To be done
Extend the sourdough bread instructions below, starting after their last sentence.

Text passage
6.8.18

Quick HowTo about sourdough bread

Since I don't bake bread every week, I choose the option to dry my sourdough when I don't need it. Therefore these instructions cover my normal workflow, from dried sourdough through re-activation, feeding, baking, and back to dry sourdough.

Hints:

I use rye flour type 1150 or whole grain rye flour. For water I just use tab water that I fill into a bottle on the day that I start feeding to let it reach room temperature.

My standard recipe which has always served me well requires 400g of rye sourdough. I usually bake on a Friday to have bread on Saturday, so I need to start on Tuesday evening with the re-activation. If you want to also create more dry sourdough, start a day earlier.

Don't use a too small bowl. If the sourdough is very active, it can easily reach 3x its volume when "digesting". Once I came back the morning after feeding it and it had crawled over the edge of the bowl ...

Also, I do everything at room temperature. I don't measure temperatures. If you do the research, there are strict instructions about how many times you should feed at which mix ratio between flour and water and at which temperature ... to me that's all too complicated, and it works the easy way, so I don't see a reason to change anything.

Re-activation of the sourdough:

I take 45g of dried sourdough, put it into the bowl of my kitchen machine, add 110g of water, stir it a little so all the sourdough pieces are covered with water, cover the bowl with a plastic bag and a few towels (to reduce evaporation of the water), and let it rest for roughly 2 hours, depending on how thick the pieces of sourdough are. After two hours I stir, and if the remaining pieces are still too large, I let it rest a little more. But usually it doesn't matter, they'll still dissolve later on.

Record excerpts
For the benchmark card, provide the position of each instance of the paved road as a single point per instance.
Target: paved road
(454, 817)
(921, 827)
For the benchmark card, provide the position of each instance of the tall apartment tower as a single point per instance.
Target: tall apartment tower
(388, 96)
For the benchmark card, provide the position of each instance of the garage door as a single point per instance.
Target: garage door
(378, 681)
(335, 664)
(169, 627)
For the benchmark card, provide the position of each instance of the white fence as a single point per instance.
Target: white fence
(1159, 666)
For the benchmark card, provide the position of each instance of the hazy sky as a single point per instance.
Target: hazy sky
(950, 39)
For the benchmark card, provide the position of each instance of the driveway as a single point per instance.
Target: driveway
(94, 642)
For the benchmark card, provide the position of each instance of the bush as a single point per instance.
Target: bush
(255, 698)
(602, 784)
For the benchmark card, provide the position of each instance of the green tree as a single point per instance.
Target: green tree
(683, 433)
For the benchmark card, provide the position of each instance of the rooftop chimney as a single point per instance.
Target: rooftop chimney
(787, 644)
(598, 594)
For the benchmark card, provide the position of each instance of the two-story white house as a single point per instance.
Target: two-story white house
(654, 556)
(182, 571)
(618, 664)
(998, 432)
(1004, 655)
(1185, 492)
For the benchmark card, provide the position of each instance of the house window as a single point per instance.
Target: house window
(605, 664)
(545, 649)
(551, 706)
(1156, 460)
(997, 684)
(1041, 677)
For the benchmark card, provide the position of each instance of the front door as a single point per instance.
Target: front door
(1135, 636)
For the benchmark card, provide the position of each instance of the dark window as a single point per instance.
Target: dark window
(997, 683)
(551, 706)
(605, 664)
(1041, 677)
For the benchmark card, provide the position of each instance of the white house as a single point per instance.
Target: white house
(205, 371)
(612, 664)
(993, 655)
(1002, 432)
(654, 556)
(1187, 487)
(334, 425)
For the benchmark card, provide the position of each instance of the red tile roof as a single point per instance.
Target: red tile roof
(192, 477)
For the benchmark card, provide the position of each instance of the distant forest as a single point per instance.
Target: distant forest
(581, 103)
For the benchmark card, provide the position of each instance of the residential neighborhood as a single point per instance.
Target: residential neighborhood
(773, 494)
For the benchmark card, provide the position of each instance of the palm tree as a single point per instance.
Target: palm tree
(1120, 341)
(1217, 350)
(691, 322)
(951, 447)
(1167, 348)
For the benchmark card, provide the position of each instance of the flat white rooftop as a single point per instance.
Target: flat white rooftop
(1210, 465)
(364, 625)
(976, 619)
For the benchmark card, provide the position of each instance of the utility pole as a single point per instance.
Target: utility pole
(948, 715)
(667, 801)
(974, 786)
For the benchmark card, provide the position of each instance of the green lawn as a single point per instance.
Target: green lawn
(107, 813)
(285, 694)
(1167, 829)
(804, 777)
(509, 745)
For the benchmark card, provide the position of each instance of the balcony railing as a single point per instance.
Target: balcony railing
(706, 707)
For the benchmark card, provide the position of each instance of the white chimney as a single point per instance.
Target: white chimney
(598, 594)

Output below
Feeding the sourdough:

For the first feeding, I add 45g of rye flour. This time I add no water (the water was already added in the re-activation, that's why there are 110g instead of 55g). I stir with a big spoon (rye flour mixes quite well without clumps, don't worry) and try to leave the edge of the bowl as clean as possible with all the sourdough in the bottom of the bowl, to prevent it from drying out.

Now the bowl should contain 200g of "sourdoug" (not all sour yet).

Twice after 24 hours (e.g. once Wednesday and once Thursday) I add another 45g of rye flour and 55g of water. After both feedings the bowl should contain 400g of "sourdough".

With each feeding, the dough becomes more active, since the mix ratio between real sourdough and new "food" increases. That can be seen by more air bubbles. That's the sign that the dough is healthy and good. If there are no bubbles until the end, I'd leave it a little longer between feedings. If you get a mature sourdough from someone who has used that dough for a while, then that shouldn't be an issue. Mature dough is very robust and can take quite some abuse without dying. If you start your own sourdough, that's very sensitive and can turn bad very quickly. It also needs quite a few iterations/feedings before it turns stable. So I'd always suggest to get sourdough from someone who got it from someone who got it from someone ....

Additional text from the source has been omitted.